----- Text segment
Born in Neuilly (Paris) in 1942, Hermine Demoriane is the daughter of an engineer father and a journalist mother. At the end of 1964, Hermine visited London and immediately met the poet Hugo Williams, whom she married the following year. The couple have a daughter, Murphy. Lifestar, published in 1969, is a journal of her pregnancy. Hermine also contributed to publications such as International Times and The London Magazine. A visit to an exhibition by the artist Robert Morris at the Tate Gallery in April 1971 inspired Hermine to take up tightrope walking, which would become her obsession for the next five years. Her various works during this period, until March 1975, are fully documented in her book The Tightrope Walker.

As a tightrope walker (or funambulist), Hermine found a measure of fame by attempting to gain permission to cross the Serpentine in Hyde Park in 1973, performing with Coum (later to become Throbbing Gristle), Welfare State and The Moodies, and also completing a season with the Grand Magic Circus in Paris in 1974. However, the lasting image of Hermine the ropewalker is her appearance in Derek Jarman's celebrated quasi-punk film Jubilee, shot in 1977, in which she was cast as Chaos, a mute biker girl, and also sang a version of the Edith Piaf classic Je ne regrette rien. While never a dedicated punk rocker, Hermine had previously performed at Andrew Logan's ultra-camp Alternative Miss World contests, and appears in the 1978 film of the same name. In spring 1976 she performed two gigs as a vocalist with The Subterraneans, a short-lived outfit featuring NME scribe Nick Kent and members of The Damned, which in turn lead to Hermine recording a debut single (Chinese Shadows) with Kent and Peter Perrett of The Only Ones, although these recordings remain unreleased.
----------
Required tasks:
• A. In the Hermine Demoriane biography, what inspired her to take up tightrope walking?
• B. Write out the stretch of the Hermine Demoriane biography from "Born in Neuilly" through "The Tightrope Walker.", with "obsession" replaced by "passion".
• C. Continue the Hermine Demoriane biography from the point where it stops.
----- Record extracts
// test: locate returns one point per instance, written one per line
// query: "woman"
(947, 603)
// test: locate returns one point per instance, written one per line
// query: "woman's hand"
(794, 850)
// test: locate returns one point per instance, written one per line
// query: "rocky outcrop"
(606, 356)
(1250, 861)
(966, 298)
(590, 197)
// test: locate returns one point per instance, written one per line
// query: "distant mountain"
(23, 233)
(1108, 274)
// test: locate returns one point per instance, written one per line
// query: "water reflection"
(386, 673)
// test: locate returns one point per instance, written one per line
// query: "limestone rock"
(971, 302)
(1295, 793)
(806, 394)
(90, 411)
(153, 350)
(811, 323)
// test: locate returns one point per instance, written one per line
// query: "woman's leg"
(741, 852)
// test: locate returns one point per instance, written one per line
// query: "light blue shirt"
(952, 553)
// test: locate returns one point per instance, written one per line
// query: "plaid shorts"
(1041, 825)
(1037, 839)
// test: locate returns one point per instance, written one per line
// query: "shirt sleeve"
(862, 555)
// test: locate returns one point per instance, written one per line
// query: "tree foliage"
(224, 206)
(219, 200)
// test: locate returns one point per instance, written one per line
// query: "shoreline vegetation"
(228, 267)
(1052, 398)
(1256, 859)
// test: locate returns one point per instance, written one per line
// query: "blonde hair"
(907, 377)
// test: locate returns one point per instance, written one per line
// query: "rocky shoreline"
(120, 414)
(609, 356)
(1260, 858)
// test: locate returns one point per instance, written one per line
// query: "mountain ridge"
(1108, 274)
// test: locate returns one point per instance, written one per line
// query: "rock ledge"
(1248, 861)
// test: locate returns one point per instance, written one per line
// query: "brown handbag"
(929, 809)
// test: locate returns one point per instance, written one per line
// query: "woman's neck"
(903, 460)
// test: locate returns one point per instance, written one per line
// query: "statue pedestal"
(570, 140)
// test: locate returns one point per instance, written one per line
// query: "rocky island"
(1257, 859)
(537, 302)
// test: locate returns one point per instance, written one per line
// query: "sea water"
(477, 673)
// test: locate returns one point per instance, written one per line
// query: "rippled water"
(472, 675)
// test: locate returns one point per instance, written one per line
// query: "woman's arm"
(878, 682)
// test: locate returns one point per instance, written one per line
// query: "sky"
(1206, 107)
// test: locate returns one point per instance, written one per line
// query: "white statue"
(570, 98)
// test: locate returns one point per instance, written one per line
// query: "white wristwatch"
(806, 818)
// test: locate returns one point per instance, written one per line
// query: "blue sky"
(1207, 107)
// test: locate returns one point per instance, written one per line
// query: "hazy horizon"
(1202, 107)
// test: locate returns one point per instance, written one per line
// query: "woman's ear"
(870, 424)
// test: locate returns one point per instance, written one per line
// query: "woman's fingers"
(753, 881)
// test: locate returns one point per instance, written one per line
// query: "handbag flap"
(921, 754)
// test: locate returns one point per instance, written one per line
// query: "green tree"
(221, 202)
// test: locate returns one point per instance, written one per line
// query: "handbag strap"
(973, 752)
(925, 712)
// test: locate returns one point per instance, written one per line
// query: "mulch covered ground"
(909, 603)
----------
Answers per task:
• A. A visit to an exhibition by the artist Robert Morris at the Tate Gallery in April 1971.

• B.
Born in Neuilly (Paris) in 1942, Hermine Demoriane is the daughter of an engineer father and a journalist mother. At the end of 1964, Hermine visited London and immediately met the poet Hugo Williams, whom she married the following year. The couple have a daughter, Murphy. Lifestar, published in 1969, is a journal of her pregnancy. Hermine also contributed to publications such as International Times and The London Magazine. A visit to an exhibition by the artist Robert Morris at the Tate Gallery in April 1971 inspired Hermine to take up tightrope walking, which would become her passion for the next five years. Her various works during this period, until March 1975, are fully documented in her book The Tightrope Walker.

• C.
Having abandoned the tightrope even before the Jubilee shoot, Hermine returned to writing, producing three plays in 1978, 1979 and 1980, Lou Andréas Salomé, He Who Is Your Lord Is Your Child Too and The Knives Beside the Plates. The first play was seen by David Cunningham, the art-pop musician and producer behind The Flying Lizards, who had scored a surprise top ten hit with a postmodern cover of Money through Virgin. Seizing the opportunity to record another deadpan female vocalist, this time with a strong Continental accent, Cunningham contacted Hermine and invited her to record her skewed version of Torture, the John D. Loudermilk lament famously recorded by the Everly Brothers in 1964.

Of her distinctive accent, Hermine revealed: "I can't stop it. people often think it's a send-up, like an affectation, but it is for real. It's terribly bad, because I can't complain when I go to the shops, people just laugh. I'm really not interested in singing as such. For me it's a lot to do with delivery, and interpretation. I know it's pretty erratic. Either you go for it or you can't stand it. It must annoy a number of people that someone like me could get away with so much. I just try things out. I don't call myself an artist or a singer or anything like that. I find myself being called a performance artist, but it certainly wasn't anything of my doing." (Square Peg 1985)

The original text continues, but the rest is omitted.